### TASK DETAILS
For every line below, output the text exactly and leave out images.

(Point localization data)
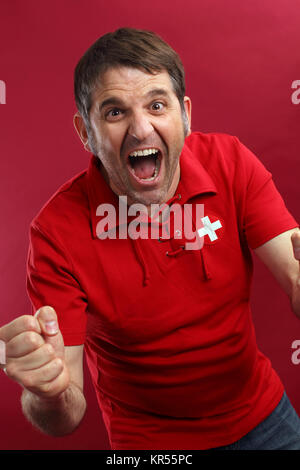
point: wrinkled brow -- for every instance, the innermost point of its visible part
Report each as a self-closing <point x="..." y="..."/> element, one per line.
<point x="114" y="101"/>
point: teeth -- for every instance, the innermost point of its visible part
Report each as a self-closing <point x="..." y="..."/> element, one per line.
<point x="157" y="167"/>
<point x="142" y="153"/>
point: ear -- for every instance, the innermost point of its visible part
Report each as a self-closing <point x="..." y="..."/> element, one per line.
<point x="81" y="131"/>
<point x="188" y="109"/>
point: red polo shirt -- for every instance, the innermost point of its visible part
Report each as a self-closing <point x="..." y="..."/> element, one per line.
<point x="168" y="332"/>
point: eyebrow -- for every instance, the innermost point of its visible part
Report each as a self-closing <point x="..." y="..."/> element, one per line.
<point x="114" y="101"/>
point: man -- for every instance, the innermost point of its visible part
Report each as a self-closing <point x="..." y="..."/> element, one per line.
<point x="165" y="323"/>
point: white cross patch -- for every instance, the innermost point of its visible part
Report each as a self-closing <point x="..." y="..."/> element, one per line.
<point x="209" y="228"/>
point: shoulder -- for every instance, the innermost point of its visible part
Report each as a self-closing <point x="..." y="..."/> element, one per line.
<point x="65" y="207"/>
<point x="224" y="153"/>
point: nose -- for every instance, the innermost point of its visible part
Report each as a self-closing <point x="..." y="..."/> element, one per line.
<point x="140" y="126"/>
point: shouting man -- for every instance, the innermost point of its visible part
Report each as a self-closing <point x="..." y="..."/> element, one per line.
<point x="163" y="316"/>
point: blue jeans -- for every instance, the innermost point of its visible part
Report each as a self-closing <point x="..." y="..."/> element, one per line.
<point x="279" y="431"/>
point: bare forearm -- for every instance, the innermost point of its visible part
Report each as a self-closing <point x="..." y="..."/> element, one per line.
<point x="55" y="417"/>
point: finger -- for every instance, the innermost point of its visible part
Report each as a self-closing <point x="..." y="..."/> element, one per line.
<point x="2" y="354"/>
<point x="19" y="325"/>
<point x="296" y="244"/>
<point x="39" y="380"/>
<point x="47" y="319"/>
<point x="23" y="344"/>
<point x="48" y="322"/>
<point x="36" y="359"/>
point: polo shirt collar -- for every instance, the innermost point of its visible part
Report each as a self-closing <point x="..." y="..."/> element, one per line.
<point x="194" y="181"/>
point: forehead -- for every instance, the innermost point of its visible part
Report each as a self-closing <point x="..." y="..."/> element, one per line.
<point x="131" y="82"/>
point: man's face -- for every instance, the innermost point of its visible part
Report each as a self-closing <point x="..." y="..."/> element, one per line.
<point x="137" y="132"/>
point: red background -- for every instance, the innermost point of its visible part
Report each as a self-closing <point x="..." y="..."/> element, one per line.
<point x="241" y="59"/>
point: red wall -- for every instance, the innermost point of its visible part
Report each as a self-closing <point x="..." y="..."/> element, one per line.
<point x="241" y="59"/>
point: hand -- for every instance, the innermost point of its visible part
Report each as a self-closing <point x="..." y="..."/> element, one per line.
<point x="295" y="238"/>
<point x="35" y="353"/>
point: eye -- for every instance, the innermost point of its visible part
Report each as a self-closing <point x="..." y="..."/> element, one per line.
<point x="113" y="114"/>
<point x="157" y="106"/>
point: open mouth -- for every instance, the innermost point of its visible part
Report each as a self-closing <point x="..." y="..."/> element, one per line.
<point x="145" y="164"/>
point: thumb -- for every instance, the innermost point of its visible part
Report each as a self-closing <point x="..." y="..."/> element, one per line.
<point x="296" y="244"/>
<point x="48" y="322"/>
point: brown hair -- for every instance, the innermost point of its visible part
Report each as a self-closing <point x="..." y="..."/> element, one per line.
<point x="128" y="47"/>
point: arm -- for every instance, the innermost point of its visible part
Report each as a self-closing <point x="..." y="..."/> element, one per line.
<point x="281" y="255"/>
<point x="60" y="415"/>
<point x="50" y="373"/>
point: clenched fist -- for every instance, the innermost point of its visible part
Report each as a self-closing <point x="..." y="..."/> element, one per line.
<point x="35" y="353"/>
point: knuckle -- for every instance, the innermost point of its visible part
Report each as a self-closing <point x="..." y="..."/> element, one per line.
<point x="28" y="381"/>
<point x="32" y="339"/>
<point x="48" y="350"/>
<point x="27" y="322"/>
<point x="11" y="370"/>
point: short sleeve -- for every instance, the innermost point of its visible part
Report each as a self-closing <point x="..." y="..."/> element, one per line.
<point x="50" y="281"/>
<point x="264" y="213"/>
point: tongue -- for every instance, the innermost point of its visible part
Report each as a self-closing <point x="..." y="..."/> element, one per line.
<point x="144" y="167"/>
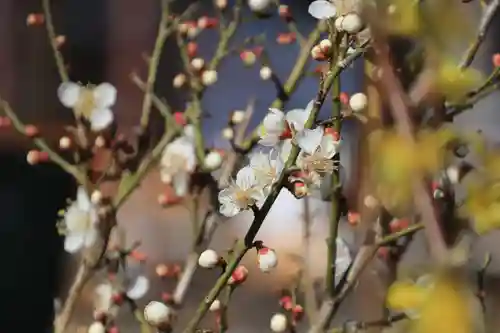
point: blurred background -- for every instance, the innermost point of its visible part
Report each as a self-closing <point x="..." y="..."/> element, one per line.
<point x="106" y="41"/>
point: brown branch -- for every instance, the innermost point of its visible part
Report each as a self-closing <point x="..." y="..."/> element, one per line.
<point x="484" y="24"/>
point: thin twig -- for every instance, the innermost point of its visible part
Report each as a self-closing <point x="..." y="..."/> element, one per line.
<point x="360" y="262"/>
<point x="484" y="24"/>
<point x="246" y="243"/>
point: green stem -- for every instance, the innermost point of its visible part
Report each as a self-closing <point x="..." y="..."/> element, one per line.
<point x="154" y="61"/>
<point x="243" y="245"/>
<point x="51" y="32"/>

### EXERCISE ANSWER
point: wrinkled brow -- for every instance, the innermost point of its visible part
Report each as a self-closing <point x="..." y="..."/> element, one per line.
<point x="114" y="101"/>
point: teeth -- for every instance, the innermost point of its visible part
Report each as a self-closing <point x="..." y="..."/> element, one per line.
<point x="157" y="167"/>
<point x="142" y="153"/>
point: ear -- for every instance, the innermost point of its visible part
Report each as a self-closing <point x="..." y="..."/> element, one per line.
<point x="81" y="131"/>
<point x="188" y="109"/>
point: red polo shirt -- for every instance, the innermost point of its visible part
Report each as a self-closing <point x="..." y="..."/> element, one per line.
<point x="168" y="332"/>
point: eyebrow -- for every instance, the innermost point of its visible part
Report each as a self-closing <point x="..." y="..."/> element, one per line.
<point x="114" y="101"/>
point: man -- for every instance, the innermost point of its visible part
Report each as a self-closing <point x="..." y="..."/> element, one per line.
<point x="165" y="323"/>
point: white cross patch -- for every instance, the innermost point of its visible part
Report each as a self-closing <point x="..." y="..."/> element, one per line.
<point x="209" y="228"/>
point: shoulder -- for every instance, the innermost point of its visible part
Report each as a self-closing <point x="..." y="..."/> element, one per line.
<point x="65" y="207"/>
<point x="224" y="153"/>
point: nose -- for every instance, the innermost point of its visible part
Report each as a self-closing <point x="..." y="..."/> element, one per line.
<point x="140" y="126"/>
point: shouting man -- for every instance, the innermost point of its visible part
Report each as a self-closing <point x="..." y="..."/> element, one per line.
<point x="163" y="316"/>
point: blue jeans -- for every instance, the innermost point of its visible part
Report each as a self-closing <point x="..." y="..."/> element, one per line.
<point x="279" y="431"/>
point: bare forearm -- for every instance, the innermost point of its visible part
Report each as a self-closing <point x="..." y="..."/> element, one per line.
<point x="55" y="417"/>
point: finger -- for every instance, the innermost point of its visible part
Report each as a self-closing <point x="..." y="..."/> element, one per line.
<point x="2" y="354"/>
<point x="19" y="325"/>
<point x="296" y="244"/>
<point x="39" y="380"/>
<point x="47" y="319"/>
<point x="23" y="344"/>
<point x="48" y="322"/>
<point x="36" y="359"/>
point: polo shirt collar -- for every instance, the innermost point of its visible part
Report each as a self-closing <point x="..." y="..."/> element, one per line.
<point x="194" y="181"/>
point: forehead -- for every instance, the innermost point of its visible part
Report each as a self-closing <point x="..." y="..."/> element, one per line.
<point x="131" y="82"/>
point: man's face -- for every instance, the innermost point of its visible part
Report each as a self-closing <point x="..." y="..."/> element, one per line.
<point x="137" y="132"/>
point: red background -- for every instance, the innermost point of its visible part
Report each as a self-closing <point x="..." y="..."/> element, one per line.
<point x="241" y="59"/>
point: red wall -- for every instance, the innermost point of its visible part
Report each as a self-closing <point x="..." y="..."/> element, one per line.
<point x="241" y="59"/>
point: hand -- for every instance, the innermost point of its visible part
Report each as a self-closing <point x="..." y="..."/> element, one per line.
<point x="295" y="238"/>
<point x="35" y="353"/>
point: eye -- for every instance, the innermost point of its visible part
Report each as a self-closing <point x="..." y="..."/> element, one per line.
<point x="113" y="114"/>
<point x="157" y="106"/>
point: open mouth -- for every instance, the innermost point of its visible part
Report each as a self-closing <point x="..." y="..."/> element, one per line.
<point x="145" y="164"/>
point: thumb -- for every instance, the innermost point of its visible part
Report each as a self-closing <point x="..." y="..."/> element, one per line.
<point x="296" y="244"/>
<point x="48" y="322"/>
point: brown hair -- for every instance, the innermost point of its visible part
Report each as a self-closing <point x="..." y="..."/> element, one per line.
<point x="128" y="47"/>
point: arm -- for every instance, the innermost point of its visible part
Report each as a self-closing <point x="..." y="..."/> element, one per line.
<point x="281" y="255"/>
<point x="60" y="415"/>
<point x="50" y="373"/>
point: clenched fist -- for every instance, the innermost point of its visible part
Report each as a self-closing <point x="..." y="..."/> element, one per line.
<point x="35" y="353"/>
point: knuckle -- for every instance, the innermost point of its visible part
Report each as a self-closing <point x="..." y="..."/> element, one per line.
<point x="28" y="381"/>
<point x="32" y="339"/>
<point x="48" y="350"/>
<point x="27" y="322"/>
<point x="11" y="370"/>
point: short sleeve -- for every instance, the innermost point of its visible part
Report each as a self-closing <point x="..." y="..."/> element, one per line.
<point x="50" y="281"/>
<point x="264" y="213"/>
point: tongue -- for every instance, the innermost point of its visible part
Report each as a self-closing <point x="..." y="..."/> element, one per line.
<point x="144" y="167"/>
point: blurred background -- for every instance, the innermost point of its visible part
Report each as a self-closing <point x="..." y="..."/> element, one per line.
<point x="106" y="41"/>
point: brown branch -- for every instance, the innermost point of its visible part
Report each as a self-closing <point x="..." y="..."/> element, one per line.
<point x="484" y="24"/>
point: thin twig -- for every instance, the innermost point of its visible part
Report each as a self-closing <point x="..." y="..."/> element, one per line.
<point x="360" y="262"/>
<point x="484" y="24"/>
<point x="246" y="243"/>
point: green stem -- for every instance, the innermost point of its visible part
Report each as a self-closing <point x="..." y="..."/> element, one per line.
<point x="154" y="61"/>
<point x="243" y="245"/>
<point x="51" y="32"/>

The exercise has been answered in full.